• **GIVEN PROBLEM 1**:
Answer these questions about the mesh passage:
(a) How many points per wavelength does the unstructured mesh scheme need to obtain accurate results in free space?
(b) Inside a dielectric, how does the wavelength compare with the wavelength in free space?
(c) What mesh spacing is estimated to be sufficient for the anisotropic case?
• **GIVEN PROBLEM 2**:
From the rows, return every line from the one containing "Trace the outline of every instance of the sesame" down to the one containing "M149 164L146 165L146", both included, reproduced character for character.

• **READING PASSAGE**:
____________________
It is worth noting that our unstructured mesh scheme only needs 8 points per wavelength to obtain accurate results in free space [20]. However, inside a dielectric, the wavelength \(\lambda _{Diel}\) is less than the wavelength in free space \(\lambda _0\). For the anisotropic case, it is estimated that a mesh spacing of \(\lambda _0/20\) mesh should be sufficient. As we include a test case with full anisotropic tensors for both electric and magnetic properties, we decided to use the same mesh for all the test cases.
____________________
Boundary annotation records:
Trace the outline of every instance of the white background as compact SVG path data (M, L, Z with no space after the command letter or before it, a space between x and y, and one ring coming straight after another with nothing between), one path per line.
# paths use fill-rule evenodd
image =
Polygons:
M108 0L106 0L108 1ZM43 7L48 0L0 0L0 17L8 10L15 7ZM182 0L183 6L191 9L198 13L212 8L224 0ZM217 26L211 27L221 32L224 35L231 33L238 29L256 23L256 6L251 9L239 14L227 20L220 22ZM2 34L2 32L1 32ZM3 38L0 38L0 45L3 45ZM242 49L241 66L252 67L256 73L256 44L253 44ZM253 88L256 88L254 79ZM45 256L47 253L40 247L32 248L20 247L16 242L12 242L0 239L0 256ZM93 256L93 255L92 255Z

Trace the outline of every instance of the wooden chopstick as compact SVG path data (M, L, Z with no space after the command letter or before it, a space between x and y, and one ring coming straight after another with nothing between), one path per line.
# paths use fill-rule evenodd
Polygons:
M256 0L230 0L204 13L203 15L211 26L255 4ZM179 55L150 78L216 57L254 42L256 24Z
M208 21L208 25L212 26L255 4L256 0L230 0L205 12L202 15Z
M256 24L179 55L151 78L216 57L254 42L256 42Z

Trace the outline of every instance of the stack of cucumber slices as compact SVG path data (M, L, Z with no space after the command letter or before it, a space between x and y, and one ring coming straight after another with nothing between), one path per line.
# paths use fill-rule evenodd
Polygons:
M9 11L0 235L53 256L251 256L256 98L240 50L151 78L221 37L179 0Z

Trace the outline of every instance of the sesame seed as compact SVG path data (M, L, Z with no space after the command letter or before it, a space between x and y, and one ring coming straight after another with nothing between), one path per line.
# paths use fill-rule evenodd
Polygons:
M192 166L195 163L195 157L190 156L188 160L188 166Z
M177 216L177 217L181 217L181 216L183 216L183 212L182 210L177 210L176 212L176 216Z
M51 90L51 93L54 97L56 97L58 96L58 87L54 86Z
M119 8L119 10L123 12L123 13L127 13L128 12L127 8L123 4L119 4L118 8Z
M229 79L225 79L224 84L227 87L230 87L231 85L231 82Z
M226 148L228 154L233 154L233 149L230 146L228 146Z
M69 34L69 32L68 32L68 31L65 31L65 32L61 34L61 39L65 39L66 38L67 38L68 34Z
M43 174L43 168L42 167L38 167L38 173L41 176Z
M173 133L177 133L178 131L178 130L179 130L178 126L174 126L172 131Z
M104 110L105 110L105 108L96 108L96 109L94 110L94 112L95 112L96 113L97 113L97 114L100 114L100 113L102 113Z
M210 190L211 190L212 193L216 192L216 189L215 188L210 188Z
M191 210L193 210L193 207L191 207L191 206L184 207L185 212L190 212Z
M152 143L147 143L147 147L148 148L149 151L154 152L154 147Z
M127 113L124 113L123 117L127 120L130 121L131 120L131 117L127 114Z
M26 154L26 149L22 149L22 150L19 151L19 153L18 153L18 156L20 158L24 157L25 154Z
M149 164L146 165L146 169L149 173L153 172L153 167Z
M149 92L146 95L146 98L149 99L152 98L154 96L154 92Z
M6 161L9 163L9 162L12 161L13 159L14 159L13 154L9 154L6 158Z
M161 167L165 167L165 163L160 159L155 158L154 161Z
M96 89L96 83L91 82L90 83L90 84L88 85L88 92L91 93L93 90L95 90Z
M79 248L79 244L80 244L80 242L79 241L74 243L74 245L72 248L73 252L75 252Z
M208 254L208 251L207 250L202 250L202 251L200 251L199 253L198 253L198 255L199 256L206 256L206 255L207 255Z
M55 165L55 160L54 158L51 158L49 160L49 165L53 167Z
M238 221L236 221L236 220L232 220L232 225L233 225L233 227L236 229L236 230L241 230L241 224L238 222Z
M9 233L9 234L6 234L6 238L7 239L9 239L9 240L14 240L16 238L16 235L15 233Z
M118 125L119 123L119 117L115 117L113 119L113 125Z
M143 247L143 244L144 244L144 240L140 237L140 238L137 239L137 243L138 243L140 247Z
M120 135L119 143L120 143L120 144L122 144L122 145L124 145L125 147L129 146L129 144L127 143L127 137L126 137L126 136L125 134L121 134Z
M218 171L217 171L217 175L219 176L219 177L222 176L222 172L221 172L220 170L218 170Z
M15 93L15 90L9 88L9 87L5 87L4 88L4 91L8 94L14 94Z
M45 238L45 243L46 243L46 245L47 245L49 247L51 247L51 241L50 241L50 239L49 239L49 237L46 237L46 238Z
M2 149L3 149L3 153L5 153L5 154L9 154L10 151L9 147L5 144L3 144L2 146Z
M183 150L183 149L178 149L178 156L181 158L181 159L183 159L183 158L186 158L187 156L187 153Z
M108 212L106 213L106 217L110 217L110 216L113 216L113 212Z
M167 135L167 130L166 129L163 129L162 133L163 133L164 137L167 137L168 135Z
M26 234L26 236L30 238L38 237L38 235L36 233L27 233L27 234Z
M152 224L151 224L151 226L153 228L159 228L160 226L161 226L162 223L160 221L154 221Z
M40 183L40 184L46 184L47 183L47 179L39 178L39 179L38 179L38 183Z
____________________
• **CORRECT RESULT 1**:
(a) 8 points per wavelength.
(b) It is less than the wavelength in free space.
(c) A mesh spacing of λ0/20.

• **CORRECT RESULT 2**:
Trace the outline of every instance of the sesame seed as compact SVG path data (M, L, Z with no space after the command letter or before it, a space between x and y, and one ring coming straight after another with nothing between), one path per line.
# paths use fill-rule evenodd
Polygons:
M192 166L195 163L195 157L190 156L188 160L188 166Z
M177 216L177 217L181 217L181 216L183 216L183 212L182 210L177 210L176 212L176 216Z
M51 90L51 93L54 97L56 97L58 96L58 87L54 86Z
M119 8L119 10L123 12L123 13L127 13L128 12L127 8L123 4L119 4L118 8Z
M229 79L225 79L224 84L227 87L230 87L231 85L231 82Z
M226 148L228 154L233 154L233 149L230 146L228 146Z
M69 34L69 32L68 32L68 31L65 31L65 32L61 34L61 39L65 39L66 38L67 38L68 34Z
M43 174L43 168L42 167L38 167L38 173L41 176Z
M173 133L177 133L178 131L178 130L179 130L178 126L174 126L172 131Z
M104 110L105 110L105 108L96 108L96 109L94 110L94 112L95 112L96 113L97 113L97 114L100 114L100 113L102 113Z
M210 190L211 190L212 193L216 192L216 189L215 188L210 188Z
M191 210L193 210L193 207L191 207L191 206L184 207L185 212L190 212Z
M152 143L147 143L147 147L148 148L149 151L154 152L154 147Z
M127 113L124 113L123 117L127 120L130 121L131 120L131 117L127 114Z
M26 154L26 149L22 149L22 150L19 151L19 153L18 153L18 156L20 158L24 157L25 154Z
M149 164L146 165L146 169L149 173L153 172L153 167Z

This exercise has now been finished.